BEGIN Raw records

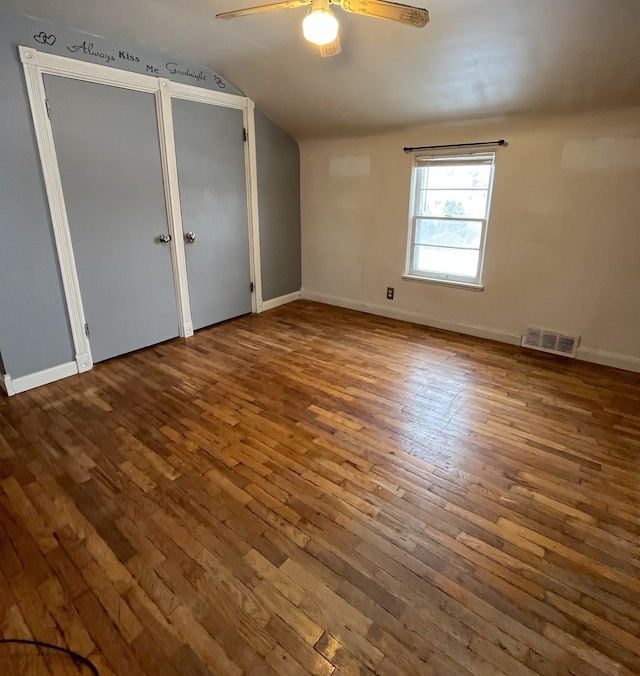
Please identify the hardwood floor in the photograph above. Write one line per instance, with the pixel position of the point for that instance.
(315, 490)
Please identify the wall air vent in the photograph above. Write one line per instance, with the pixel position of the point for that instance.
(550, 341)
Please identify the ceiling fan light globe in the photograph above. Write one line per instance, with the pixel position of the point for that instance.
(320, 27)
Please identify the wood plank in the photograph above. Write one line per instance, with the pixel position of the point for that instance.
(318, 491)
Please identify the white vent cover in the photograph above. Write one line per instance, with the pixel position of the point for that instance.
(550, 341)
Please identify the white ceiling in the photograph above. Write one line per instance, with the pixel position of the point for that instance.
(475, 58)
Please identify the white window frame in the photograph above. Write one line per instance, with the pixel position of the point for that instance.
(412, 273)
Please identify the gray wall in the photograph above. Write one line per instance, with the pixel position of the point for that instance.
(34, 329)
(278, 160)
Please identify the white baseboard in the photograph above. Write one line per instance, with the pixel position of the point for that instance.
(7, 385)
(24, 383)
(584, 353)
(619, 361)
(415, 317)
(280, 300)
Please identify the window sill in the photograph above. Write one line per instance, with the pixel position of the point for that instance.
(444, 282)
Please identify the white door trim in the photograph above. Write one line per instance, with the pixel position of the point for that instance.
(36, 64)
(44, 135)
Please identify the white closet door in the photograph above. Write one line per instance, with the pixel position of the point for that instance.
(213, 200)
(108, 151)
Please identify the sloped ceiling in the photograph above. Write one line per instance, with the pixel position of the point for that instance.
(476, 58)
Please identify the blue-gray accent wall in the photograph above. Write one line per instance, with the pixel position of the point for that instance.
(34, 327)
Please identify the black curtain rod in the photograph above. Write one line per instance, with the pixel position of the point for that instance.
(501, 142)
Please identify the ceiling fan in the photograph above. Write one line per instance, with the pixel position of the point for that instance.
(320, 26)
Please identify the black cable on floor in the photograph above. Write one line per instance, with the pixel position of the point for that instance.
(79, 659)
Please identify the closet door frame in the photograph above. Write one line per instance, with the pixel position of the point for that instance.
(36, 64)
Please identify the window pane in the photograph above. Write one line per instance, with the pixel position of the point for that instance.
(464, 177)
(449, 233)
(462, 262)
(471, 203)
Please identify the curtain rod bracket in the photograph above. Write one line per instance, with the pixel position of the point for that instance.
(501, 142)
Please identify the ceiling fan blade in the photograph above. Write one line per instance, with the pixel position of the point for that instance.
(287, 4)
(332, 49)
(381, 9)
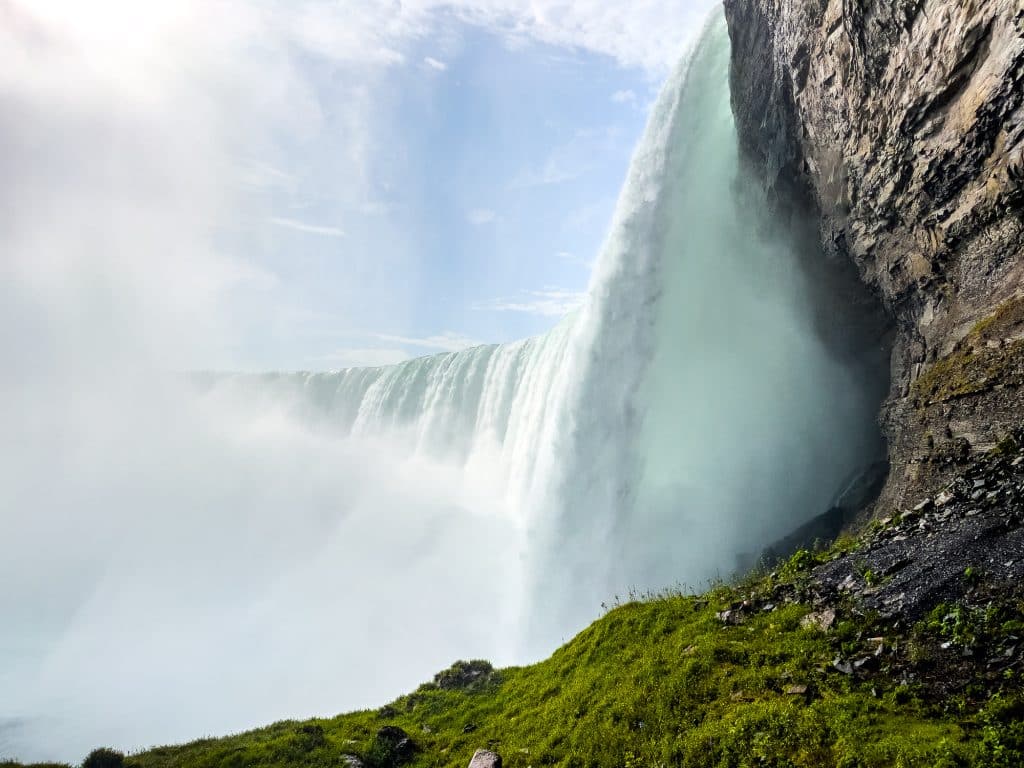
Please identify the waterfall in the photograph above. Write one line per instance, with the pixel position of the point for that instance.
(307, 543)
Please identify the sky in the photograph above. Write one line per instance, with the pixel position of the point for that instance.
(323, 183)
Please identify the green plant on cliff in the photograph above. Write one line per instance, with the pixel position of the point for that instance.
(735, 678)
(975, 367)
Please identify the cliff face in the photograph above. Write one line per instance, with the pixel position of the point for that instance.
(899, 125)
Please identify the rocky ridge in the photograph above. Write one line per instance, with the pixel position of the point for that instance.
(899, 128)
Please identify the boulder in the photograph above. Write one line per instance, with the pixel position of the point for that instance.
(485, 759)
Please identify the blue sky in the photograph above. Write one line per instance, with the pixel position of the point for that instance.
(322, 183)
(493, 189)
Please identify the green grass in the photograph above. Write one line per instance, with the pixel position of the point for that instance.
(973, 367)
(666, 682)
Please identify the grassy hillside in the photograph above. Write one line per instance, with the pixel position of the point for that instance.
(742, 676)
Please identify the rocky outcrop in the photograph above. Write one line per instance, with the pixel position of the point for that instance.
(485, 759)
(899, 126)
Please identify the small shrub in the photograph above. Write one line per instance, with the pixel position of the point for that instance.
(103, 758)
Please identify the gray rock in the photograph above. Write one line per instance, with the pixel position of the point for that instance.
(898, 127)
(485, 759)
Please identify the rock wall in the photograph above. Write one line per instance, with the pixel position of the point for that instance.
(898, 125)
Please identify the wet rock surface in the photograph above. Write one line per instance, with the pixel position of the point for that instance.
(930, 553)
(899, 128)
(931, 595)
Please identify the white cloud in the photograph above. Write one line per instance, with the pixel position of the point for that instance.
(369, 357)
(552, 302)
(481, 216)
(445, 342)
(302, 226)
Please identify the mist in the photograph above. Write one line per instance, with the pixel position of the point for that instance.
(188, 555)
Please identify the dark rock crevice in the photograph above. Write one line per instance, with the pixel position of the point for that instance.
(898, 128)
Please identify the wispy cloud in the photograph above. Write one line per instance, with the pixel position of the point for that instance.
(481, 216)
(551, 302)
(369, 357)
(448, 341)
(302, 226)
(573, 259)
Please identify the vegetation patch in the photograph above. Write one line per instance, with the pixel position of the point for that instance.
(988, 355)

END Raw records

◆ Directive ◆
Put the items from the line containing "Please identify the dark" through the end of the items into a two-column CSV with the headers label_text and points. Make one row per item, and put each value in a single quoted field with its line breaks replaced by spaces.

◆ Finished exercise ◆
label_text,points
"Please identify the dark rock crevice in the photograph above. Write one line per instance, with the pixel position of the point for that instance.","(898, 128)"
"Please identify the wispy cloud in the photograph above. Write one line per instance, with the pixel position of the point for that instance.","(481, 216) (551, 302) (369, 357) (448, 341) (302, 226) (573, 259)"
"Please identify the vegetation patch in the photograph above. Write one line per instance, with the pixel position of the point for that instance.","(988, 355)"